EXERCISE DIRECTIONS — Echo the lines of the data starting at the line that contains "of the yellow" and ending at the line that contains "Target: yellow curry", both included, reproducing each one character for character.

Extracted records —

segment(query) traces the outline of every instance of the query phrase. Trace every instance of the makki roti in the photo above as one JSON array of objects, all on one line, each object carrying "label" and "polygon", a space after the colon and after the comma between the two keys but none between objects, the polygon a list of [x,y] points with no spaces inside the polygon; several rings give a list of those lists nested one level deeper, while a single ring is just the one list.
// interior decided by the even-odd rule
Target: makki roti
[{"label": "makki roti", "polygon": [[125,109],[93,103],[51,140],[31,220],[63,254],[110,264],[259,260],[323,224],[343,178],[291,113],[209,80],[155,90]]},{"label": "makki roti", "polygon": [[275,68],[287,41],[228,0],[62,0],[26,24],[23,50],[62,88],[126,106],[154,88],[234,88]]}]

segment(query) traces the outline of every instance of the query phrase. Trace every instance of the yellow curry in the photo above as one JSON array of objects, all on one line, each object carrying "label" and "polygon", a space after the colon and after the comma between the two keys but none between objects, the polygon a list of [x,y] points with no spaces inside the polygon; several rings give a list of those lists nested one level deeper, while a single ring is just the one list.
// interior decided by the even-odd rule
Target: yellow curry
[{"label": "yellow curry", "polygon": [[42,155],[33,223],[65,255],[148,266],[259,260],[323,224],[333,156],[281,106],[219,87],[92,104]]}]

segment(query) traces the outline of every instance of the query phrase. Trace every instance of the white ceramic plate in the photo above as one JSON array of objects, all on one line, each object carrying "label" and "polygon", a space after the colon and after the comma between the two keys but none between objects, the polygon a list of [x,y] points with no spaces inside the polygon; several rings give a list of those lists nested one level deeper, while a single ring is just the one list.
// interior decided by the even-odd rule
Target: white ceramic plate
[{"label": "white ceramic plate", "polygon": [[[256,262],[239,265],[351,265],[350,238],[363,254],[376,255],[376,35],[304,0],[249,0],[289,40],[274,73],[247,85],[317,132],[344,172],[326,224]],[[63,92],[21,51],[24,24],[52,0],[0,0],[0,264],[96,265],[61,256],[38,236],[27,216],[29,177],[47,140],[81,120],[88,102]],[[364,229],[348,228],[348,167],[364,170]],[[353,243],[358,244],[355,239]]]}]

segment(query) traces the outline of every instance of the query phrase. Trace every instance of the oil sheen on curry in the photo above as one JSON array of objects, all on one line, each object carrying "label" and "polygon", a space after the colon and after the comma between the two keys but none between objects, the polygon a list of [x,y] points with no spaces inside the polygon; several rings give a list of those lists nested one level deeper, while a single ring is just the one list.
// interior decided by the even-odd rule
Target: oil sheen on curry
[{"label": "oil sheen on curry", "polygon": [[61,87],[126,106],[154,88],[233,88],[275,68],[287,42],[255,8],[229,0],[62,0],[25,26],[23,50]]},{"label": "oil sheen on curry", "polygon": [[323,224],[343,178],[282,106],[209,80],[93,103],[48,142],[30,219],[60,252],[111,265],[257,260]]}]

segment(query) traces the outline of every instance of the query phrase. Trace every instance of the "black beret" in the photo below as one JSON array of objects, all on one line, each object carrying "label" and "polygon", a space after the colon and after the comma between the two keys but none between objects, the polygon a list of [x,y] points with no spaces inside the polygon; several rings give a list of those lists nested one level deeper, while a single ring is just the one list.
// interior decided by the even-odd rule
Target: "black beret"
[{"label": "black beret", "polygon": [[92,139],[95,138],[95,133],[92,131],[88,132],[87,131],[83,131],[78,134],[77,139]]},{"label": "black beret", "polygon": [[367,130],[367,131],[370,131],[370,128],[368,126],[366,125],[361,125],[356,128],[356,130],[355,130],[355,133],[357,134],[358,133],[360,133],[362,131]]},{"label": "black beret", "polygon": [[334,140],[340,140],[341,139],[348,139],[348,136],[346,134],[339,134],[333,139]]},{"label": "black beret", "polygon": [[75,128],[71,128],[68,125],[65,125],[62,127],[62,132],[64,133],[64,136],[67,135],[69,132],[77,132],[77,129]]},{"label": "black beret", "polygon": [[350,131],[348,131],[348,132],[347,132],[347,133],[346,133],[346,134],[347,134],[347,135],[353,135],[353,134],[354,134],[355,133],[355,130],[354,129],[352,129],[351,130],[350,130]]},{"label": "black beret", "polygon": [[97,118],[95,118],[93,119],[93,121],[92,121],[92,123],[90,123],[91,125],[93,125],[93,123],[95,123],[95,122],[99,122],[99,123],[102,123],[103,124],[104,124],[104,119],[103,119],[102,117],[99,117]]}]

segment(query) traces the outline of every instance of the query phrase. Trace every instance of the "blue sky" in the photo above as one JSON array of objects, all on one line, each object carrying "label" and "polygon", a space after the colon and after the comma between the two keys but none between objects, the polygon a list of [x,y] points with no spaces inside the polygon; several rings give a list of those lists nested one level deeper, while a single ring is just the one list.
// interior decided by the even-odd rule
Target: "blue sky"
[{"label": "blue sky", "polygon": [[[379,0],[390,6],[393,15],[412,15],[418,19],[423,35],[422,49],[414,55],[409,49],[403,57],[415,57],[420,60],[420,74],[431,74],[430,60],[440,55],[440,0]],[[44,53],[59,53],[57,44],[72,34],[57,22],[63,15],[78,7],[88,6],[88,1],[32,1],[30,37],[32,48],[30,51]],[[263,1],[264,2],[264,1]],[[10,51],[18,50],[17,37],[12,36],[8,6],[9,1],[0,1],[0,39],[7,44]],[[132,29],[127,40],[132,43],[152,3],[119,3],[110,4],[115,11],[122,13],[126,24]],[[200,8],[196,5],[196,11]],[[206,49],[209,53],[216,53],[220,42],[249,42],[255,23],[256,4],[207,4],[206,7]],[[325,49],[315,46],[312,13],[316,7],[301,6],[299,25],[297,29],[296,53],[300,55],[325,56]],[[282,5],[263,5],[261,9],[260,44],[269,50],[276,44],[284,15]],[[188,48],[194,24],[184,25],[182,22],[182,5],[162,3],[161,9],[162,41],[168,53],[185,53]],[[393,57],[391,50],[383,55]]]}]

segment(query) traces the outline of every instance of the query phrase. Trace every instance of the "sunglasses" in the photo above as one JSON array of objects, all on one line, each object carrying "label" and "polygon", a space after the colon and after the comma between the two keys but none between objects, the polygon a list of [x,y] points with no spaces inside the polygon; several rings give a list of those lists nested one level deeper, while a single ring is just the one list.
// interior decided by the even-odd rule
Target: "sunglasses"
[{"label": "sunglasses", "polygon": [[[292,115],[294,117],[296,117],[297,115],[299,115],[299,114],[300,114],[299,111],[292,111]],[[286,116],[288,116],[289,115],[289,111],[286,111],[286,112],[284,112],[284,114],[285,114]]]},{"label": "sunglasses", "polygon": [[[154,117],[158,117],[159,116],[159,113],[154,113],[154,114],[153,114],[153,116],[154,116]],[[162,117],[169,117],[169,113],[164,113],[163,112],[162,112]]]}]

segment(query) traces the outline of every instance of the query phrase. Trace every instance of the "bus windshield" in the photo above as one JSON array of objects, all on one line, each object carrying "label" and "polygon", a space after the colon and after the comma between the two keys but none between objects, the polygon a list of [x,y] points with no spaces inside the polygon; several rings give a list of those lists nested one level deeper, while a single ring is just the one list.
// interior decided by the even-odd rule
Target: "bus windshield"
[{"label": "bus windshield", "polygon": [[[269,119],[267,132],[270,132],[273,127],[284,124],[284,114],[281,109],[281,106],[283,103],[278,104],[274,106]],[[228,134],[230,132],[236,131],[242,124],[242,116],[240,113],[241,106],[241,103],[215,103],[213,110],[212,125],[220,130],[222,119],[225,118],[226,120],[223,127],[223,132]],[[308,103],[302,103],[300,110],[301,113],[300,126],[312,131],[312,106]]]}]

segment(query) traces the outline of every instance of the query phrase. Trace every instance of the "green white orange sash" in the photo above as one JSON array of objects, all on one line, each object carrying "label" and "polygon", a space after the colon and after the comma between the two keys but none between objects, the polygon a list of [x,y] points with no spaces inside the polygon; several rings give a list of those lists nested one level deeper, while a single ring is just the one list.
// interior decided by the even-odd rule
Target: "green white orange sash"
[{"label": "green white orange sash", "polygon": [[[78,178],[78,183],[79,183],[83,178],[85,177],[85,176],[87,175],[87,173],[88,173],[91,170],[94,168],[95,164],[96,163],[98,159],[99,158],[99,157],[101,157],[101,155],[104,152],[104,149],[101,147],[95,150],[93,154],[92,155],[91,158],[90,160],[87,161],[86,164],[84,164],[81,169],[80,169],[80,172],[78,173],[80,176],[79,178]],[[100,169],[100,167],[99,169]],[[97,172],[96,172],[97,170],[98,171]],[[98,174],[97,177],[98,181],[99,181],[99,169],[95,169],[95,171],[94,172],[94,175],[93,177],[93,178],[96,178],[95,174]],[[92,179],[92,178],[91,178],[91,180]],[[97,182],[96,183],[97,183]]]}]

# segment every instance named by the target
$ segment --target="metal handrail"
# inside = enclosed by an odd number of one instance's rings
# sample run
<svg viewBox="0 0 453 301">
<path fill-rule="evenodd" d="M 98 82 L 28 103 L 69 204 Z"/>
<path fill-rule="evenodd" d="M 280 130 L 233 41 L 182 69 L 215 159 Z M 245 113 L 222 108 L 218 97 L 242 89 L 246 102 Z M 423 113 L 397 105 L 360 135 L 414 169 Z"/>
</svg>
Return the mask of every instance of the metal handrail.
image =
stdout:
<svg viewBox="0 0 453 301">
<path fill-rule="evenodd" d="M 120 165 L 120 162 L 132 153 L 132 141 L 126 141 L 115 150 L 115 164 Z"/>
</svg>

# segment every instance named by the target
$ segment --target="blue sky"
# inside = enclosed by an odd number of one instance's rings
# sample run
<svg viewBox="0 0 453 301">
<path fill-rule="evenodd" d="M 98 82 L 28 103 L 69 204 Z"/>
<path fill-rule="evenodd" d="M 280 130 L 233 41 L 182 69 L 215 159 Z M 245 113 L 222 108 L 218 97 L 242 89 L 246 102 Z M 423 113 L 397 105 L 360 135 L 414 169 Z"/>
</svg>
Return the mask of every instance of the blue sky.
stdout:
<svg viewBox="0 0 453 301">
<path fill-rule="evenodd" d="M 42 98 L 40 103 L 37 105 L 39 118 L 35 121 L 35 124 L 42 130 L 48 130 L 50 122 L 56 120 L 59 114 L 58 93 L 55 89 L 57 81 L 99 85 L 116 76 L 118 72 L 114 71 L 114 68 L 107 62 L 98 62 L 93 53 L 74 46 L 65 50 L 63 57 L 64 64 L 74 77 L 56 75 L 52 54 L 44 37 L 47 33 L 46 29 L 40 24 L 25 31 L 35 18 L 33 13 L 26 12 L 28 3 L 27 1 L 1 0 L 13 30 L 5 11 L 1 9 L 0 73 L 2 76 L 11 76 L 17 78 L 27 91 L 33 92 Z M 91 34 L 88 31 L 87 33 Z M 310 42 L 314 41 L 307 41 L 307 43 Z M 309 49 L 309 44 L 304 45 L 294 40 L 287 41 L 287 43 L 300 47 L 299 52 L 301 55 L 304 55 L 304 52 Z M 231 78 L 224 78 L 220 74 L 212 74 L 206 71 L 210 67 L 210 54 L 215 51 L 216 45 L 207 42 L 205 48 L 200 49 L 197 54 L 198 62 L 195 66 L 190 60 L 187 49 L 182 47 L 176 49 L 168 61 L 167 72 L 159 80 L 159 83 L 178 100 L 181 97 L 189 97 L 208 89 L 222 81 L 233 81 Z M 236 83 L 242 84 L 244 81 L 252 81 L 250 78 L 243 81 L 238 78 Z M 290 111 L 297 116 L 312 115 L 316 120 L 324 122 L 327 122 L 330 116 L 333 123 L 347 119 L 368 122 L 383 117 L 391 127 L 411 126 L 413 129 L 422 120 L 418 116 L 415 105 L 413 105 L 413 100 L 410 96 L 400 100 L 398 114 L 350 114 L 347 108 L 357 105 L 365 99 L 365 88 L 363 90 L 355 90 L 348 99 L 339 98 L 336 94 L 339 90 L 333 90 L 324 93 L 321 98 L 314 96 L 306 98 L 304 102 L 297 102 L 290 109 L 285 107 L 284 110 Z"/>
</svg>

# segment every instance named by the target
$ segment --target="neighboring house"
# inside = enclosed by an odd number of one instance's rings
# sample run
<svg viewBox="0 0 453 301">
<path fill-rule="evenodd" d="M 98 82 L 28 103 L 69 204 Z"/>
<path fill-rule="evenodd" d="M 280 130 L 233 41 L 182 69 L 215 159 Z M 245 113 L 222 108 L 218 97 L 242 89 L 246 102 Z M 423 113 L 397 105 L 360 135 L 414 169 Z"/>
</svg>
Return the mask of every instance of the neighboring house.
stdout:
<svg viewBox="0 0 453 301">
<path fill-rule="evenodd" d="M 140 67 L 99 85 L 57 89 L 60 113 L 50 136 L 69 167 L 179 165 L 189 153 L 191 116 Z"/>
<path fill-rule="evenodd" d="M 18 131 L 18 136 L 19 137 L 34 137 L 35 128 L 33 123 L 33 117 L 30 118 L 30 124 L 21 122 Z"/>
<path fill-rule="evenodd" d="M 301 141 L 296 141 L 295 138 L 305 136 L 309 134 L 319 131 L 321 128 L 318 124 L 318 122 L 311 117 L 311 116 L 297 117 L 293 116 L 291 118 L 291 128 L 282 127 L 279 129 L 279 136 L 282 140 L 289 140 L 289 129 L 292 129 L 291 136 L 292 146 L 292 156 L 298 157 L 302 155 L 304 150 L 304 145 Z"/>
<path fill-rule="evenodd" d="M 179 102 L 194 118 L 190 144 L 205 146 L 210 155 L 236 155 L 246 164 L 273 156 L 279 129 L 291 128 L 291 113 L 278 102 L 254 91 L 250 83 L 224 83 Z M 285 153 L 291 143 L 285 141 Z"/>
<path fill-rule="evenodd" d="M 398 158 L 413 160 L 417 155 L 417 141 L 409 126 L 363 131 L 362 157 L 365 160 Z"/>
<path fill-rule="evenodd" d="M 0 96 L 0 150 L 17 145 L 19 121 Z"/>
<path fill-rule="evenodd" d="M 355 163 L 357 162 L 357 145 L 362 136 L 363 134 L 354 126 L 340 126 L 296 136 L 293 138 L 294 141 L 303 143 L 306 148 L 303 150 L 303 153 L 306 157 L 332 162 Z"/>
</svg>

RESULT OF THIS EXERCISE —
segment(query) traces the outline of every instance of the query phrase. Trace every instance of the yellow curry in the photo above as one JSON array of objects, all on one line, each object carrying "label" and "polygon", a space after the colon and after the comma between the two keys but none between objects, the polygon a list of [x,y] points with no spaces inside the polygon; several rings give a list of those lists nested one level deeper, while a single ring is just the one list.
// interior decided by the even-odd rule
Target: yellow curry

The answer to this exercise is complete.